# SET PROBLEM 1
Report how many lines of the listing below contain the string "tennis", treating uppercase and lowercase as different. Give only the number.

# PASSAGE
[start]

Can You Do Better Than GDX In The Gold Mining Space?

Commodity investors should rejoice over the recent growth in the ETF industry, as a number of new products have hit the markets in recent months offering a wide range of ways to target the commodity space. These new ETFs allow investors to slice and dice the market into very granular segments with funds targeting everything from rare earth metals to farming. This allows investors to target only the sector of the commodity world that they feel offers the best risk/return profile, resulting in exposure that can conform more closely with investment objectives.  

Despite this innovation, a vast majority of assets remain in some of the mainstays in the industry, most notably in the gold space with the Market Vectors Gold Miners ETF (GDX). The fund is a behemoth in the commodity ETF space as it has close to $7.5 billion in assets and trades roughly 15 million shares a day. Yet, even though the fund is extremely popular with investors, some are beginning to question if it is the most optimal way to gain exposure to the space [see 50 Ways To Invest In Gold]. As a result, competition has cropped up that targets junior gold miners, gold explorers, and more diversified precious metal firms as well. While these have all received a good deal of attention, it appears as though many have forgotten about another product in the space that could offer a truer picture of exposure, the Global X Pure Gold Miners ETF (GGGG).

[end]

# DATASET ROWS
[start]

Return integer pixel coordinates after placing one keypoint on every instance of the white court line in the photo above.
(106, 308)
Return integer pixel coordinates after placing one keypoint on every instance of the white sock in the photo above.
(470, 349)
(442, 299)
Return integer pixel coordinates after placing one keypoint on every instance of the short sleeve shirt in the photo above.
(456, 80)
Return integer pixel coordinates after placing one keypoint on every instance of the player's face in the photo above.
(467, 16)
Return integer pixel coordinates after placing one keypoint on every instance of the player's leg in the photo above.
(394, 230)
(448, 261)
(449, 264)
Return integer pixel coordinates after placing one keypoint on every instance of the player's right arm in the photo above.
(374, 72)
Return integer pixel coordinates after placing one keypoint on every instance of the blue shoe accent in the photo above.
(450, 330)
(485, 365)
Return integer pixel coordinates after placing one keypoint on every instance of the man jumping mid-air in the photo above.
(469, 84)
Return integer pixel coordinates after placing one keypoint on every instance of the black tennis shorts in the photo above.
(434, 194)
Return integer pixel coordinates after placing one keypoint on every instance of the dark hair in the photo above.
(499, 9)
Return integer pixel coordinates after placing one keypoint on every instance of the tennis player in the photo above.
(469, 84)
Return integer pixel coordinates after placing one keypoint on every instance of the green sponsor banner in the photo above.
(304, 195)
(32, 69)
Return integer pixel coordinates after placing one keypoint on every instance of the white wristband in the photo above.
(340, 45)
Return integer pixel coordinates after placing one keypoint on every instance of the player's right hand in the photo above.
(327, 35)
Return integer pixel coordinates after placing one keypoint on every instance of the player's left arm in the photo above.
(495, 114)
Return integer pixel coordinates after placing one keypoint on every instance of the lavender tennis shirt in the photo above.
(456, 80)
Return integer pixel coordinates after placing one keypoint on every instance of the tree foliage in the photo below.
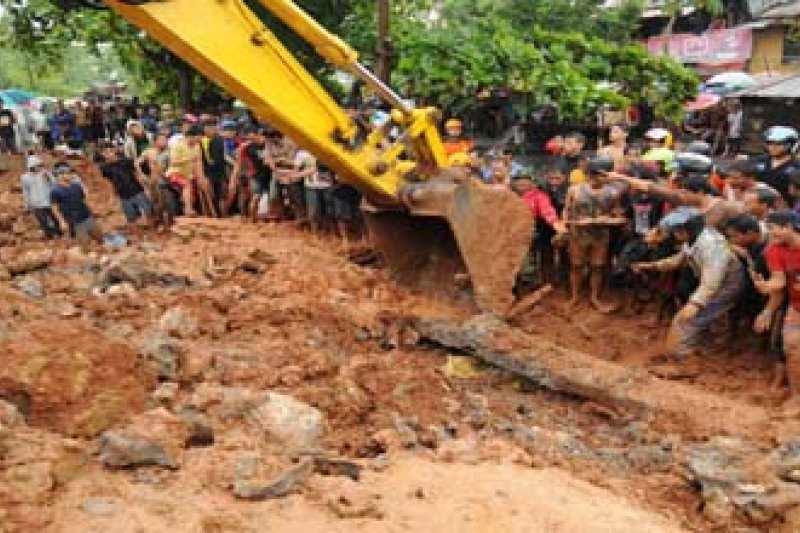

[end]

# SET PROBLEM 2
From the gold ETF article above, extract the passage from "Can You Do Better" to "with investment objectives." word for word.

# EXERCISE ANSWER 1
3

# EXERCISE ANSWER 2
Can You Do Better Than GDX In The Gold Mining Space?

Commodity investors should rejoice over the recent growth in the ETF industry, as a number of new products have hit the markets in recent months offering a wide range of ways to target the commodity space. These new ETFs allow investors to slice and dice the market into very granular segments with funds targeting everything from rare earth metals to farming. This allows investors to target only the sector of the commodity world that they feel offers the best risk/return profile, resulting in exposure that can conform more closely with investment objectives.